Excerpt to read:
§
Following latest trends
Simply getting to know your customer’s pain points is not enough. You also need to know what’s popping up in your industry so that you can ride along and capture your audience that way.
The keywords and topics you monitor tend to evolve as time passes by. To get more insights from multiple sources at once, tools like Awario help you unearth the keywords and topics people are frequently using throughout several online outlets.
As an example, Netflix uses social listening to monitor the latest trends among their target audience — millennials — and subsequently encourage them to subscribe to their platform.
The company managed to capture the “Gerard Way” trend on Twitter by changing its Twitter bio to get the audience to relate to the Netflix brand.
Source: GenY Labs
Improving customer service
It’s no secret that consumers turn to social media to complain about brands.
A survey by J.D. Power Ratings found that 67% of people use social media for customer support; Sprout Social found that 36% of people who had a negative experience with a company would post about it on social media.
By using social listening, you will be able to get better insights on what your audience is saying about your product or company overall.
This provides endless opportunities for your brand to improve not just your offering but also how you handle customer feedback and complaints.
Southwest Airlines proactively listens to their customers’ complaints on social media.
Source: Twitter
As an example, a customer named William posted a tweet about his flight from Boston Logan International Airport to Baltimore Washington International Airport, as he noticed that the plane was still taxiing in Chicago.
Anna, a representative of the airline’s social care team, took note of and replied to the tweet 11 minutes later.
She clarified that his aircraft had to return to Chicago due to maintenance, but she also tried her best to get the customer on any available alternative flight as quickly as possible.
After another tweet from William asking if it was possible to swap onto a 8:15am flight to the same destination, Anna checked to see what her team could.
She also thanked William for letting the airline know about the issue, and he appreciated her immediate response.
§
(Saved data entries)
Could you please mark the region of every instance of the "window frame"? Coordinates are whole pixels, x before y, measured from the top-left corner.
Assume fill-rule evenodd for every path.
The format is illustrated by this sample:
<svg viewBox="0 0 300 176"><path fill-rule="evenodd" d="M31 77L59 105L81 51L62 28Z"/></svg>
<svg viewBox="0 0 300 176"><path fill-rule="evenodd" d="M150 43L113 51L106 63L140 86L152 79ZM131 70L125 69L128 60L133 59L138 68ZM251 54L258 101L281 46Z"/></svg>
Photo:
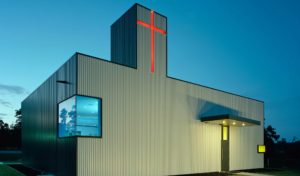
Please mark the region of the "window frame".
<svg viewBox="0 0 300 176"><path fill-rule="evenodd" d="M100 135L99 136L80 136L80 135L74 135L74 136L64 136L64 137L60 137L59 136L59 104L61 104L62 102L68 100L68 99L71 99L73 97L76 97L76 96L82 96L82 97L88 97L88 98L95 98L95 99L98 99L100 101L100 104L99 104L99 115L100 115L100 119L99 119L99 122L100 122ZM76 101L77 99L75 98L75 104L76 104ZM76 114L77 115L77 114ZM77 118L77 117L76 117ZM58 139L64 139L64 138L102 138L103 136L103 99L101 97L95 97L95 96L89 96L89 95L81 95L81 94L74 94L72 96L69 96L68 98L65 98L63 99L62 101L59 101L57 104L56 104L56 137Z"/></svg>

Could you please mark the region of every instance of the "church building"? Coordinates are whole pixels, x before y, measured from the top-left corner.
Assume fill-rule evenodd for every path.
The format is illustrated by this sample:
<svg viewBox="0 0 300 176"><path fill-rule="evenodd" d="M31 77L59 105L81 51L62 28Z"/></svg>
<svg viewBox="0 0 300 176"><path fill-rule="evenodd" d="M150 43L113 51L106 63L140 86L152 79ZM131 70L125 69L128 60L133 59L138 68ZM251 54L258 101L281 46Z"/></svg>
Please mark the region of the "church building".
<svg viewBox="0 0 300 176"><path fill-rule="evenodd" d="M22 102L23 163L58 176L263 168L264 103L168 76L167 38L167 17L135 4L111 26L110 61L75 53Z"/></svg>

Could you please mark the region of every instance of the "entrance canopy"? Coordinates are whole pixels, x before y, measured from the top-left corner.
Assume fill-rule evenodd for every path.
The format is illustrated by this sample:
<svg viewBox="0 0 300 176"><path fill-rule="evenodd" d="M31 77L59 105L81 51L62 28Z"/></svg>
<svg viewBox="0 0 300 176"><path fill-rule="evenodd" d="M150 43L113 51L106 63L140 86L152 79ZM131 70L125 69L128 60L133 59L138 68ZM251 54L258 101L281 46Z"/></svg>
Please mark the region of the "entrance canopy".
<svg viewBox="0 0 300 176"><path fill-rule="evenodd" d="M231 114L221 114L215 116L207 116L201 117L202 122L217 124L217 125L224 125L224 126L253 126L253 125L260 125L260 121L253 120L241 116L235 116Z"/></svg>

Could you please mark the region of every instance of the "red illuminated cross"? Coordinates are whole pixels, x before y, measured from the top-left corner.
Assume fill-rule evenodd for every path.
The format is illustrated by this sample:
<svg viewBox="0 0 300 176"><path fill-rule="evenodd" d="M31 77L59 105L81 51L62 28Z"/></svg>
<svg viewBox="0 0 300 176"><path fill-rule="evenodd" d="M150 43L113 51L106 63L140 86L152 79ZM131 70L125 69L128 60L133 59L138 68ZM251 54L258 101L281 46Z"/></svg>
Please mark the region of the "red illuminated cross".
<svg viewBox="0 0 300 176"><path fill-rule="evenodd" d="M163 35L166 35L167 32L163 29L157 28L154 26L154 11L151 10L151 19L150 24L145 23L141 20L137 20L137 24L142 25L151 30L151 72L154 73L154 31L159 32Z"/></svg>

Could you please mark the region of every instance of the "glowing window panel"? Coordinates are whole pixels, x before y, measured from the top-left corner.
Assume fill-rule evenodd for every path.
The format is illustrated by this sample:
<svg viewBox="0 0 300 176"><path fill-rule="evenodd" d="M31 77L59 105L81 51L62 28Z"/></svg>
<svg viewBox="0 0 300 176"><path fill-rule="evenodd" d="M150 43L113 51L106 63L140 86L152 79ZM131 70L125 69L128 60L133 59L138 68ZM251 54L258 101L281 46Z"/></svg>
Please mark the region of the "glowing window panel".
<svg viewBox="0 0 300 176"><path fill-rule="evenodd" d="M223 141L227 141L228 140L228 127L227 126L223 126L223 135L222 135L222 140Z"/></svg>
<svg viewBox="0 0 300 176"><path fill-rule="evenodd" d="M58 136L100 137L101 99L73 96L58 105Z"/></svg>
<svg viewBox="0 0 300 176"><path fill-rule="evenodd" d="M266 146L265 145L258 145L257 146L257 153L266 153Z"/></svg>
§
Work instructions:
Please list every airport and city named in the social listening excerpt above.

Expected answer:
Boston Logan International Airport, Baltimore Washington International Airport, Chicago